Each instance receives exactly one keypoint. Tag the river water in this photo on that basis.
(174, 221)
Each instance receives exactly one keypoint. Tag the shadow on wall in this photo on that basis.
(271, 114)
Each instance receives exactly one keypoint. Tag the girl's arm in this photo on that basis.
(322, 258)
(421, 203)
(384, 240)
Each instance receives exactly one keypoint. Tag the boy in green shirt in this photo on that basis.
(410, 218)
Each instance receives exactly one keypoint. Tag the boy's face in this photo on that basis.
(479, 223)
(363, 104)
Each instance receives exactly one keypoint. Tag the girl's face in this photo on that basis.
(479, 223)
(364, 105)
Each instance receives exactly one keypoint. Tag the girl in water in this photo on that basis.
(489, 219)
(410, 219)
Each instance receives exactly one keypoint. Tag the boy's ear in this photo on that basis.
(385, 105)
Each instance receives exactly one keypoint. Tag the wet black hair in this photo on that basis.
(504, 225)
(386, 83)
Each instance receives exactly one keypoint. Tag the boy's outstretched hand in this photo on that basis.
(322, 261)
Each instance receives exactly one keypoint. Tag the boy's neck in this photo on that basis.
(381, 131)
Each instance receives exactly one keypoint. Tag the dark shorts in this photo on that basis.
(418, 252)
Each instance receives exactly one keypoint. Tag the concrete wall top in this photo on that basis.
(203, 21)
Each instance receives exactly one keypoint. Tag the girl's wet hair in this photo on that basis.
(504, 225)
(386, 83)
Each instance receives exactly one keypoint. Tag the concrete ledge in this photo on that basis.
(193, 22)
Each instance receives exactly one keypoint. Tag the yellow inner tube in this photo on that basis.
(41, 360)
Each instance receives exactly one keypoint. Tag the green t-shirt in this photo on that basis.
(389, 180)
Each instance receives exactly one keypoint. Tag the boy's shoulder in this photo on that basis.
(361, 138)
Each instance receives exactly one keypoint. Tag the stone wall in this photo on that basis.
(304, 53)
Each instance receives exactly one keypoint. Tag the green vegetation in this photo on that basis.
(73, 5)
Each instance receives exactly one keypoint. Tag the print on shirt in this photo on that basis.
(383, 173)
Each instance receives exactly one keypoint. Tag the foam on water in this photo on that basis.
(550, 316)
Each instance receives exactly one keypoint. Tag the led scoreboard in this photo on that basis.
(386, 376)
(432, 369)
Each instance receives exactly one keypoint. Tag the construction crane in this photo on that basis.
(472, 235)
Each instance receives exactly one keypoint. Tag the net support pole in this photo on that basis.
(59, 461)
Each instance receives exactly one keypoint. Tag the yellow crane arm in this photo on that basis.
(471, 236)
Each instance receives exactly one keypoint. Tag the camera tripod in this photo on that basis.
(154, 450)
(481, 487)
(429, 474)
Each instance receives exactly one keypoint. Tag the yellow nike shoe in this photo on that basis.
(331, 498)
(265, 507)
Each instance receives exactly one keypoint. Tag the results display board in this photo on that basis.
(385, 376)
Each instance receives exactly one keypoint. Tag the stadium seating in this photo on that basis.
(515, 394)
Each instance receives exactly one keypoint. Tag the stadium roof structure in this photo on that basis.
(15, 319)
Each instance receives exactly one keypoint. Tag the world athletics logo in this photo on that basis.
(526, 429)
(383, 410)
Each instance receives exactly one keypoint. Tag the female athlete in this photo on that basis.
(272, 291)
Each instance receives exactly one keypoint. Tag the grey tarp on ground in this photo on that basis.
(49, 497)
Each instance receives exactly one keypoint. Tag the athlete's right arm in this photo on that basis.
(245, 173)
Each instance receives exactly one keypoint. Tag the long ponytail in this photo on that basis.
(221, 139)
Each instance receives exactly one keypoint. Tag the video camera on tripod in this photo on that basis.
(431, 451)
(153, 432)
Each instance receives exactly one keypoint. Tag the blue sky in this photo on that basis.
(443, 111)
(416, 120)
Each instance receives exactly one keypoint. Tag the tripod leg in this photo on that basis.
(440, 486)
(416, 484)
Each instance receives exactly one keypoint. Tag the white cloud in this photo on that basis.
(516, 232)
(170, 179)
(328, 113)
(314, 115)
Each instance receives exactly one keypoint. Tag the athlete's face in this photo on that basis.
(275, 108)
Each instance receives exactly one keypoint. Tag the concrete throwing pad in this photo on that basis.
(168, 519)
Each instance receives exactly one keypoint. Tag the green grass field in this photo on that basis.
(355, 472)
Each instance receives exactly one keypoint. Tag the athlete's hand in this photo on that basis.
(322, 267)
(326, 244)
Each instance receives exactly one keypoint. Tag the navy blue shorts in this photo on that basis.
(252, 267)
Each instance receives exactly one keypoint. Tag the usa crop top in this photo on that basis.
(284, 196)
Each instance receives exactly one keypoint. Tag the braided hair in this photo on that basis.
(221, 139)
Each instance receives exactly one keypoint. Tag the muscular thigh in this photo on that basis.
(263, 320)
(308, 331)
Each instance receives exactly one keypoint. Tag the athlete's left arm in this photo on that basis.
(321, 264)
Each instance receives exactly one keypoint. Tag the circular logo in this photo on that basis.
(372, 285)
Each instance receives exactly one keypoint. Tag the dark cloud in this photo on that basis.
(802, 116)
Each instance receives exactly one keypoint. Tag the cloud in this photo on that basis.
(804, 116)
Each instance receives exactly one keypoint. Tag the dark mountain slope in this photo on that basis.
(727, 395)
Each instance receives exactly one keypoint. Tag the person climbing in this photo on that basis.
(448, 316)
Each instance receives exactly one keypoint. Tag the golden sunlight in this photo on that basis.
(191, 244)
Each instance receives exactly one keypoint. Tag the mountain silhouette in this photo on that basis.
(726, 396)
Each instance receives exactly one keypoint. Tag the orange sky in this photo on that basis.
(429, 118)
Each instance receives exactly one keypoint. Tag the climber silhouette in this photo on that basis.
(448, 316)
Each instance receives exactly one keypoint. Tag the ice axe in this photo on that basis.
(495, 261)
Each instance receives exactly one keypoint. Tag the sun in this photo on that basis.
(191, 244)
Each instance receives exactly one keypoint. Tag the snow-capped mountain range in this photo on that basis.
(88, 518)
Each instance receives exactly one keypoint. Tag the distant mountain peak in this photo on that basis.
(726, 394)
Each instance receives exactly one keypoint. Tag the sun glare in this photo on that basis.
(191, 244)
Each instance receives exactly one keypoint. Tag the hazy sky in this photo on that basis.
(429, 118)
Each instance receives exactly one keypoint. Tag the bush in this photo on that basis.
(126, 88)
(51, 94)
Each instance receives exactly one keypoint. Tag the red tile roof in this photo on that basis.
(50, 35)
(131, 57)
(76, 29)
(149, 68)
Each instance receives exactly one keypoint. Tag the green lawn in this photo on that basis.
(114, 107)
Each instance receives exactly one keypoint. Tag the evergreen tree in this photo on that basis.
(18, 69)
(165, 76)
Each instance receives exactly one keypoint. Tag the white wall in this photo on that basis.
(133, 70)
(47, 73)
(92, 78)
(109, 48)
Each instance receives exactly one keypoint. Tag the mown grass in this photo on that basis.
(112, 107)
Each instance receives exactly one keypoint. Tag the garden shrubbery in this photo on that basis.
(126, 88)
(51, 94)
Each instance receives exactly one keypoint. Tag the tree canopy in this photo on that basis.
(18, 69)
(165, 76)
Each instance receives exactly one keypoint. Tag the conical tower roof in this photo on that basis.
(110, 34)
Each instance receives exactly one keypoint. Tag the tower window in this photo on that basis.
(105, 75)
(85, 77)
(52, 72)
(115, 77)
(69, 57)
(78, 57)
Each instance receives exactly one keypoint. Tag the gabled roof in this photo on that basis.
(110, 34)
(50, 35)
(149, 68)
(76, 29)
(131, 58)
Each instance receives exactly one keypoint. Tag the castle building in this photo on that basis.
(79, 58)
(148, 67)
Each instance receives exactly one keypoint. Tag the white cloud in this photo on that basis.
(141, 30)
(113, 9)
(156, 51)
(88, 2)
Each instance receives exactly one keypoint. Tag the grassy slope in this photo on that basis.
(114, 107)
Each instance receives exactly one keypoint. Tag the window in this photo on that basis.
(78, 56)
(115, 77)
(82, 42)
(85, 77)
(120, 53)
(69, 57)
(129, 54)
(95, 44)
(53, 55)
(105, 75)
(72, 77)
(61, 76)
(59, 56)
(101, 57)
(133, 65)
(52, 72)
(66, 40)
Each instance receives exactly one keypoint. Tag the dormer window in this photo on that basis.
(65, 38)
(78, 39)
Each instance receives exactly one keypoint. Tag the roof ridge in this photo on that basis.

*What is required*: Reproduce nothing but the lines from the line containing "Each instance receives exactly one keypoint. Tag the dormer" to the last line of the data, each exactly as written.

*Solution to this problem*:
Each instance receives exactly one keypoint. Tag the dormer window in this photo on that basis.
(65, 38)
(78, 39)
Each instance receives exactly one keypoint. Tag the roof ridge in this photo on that basis.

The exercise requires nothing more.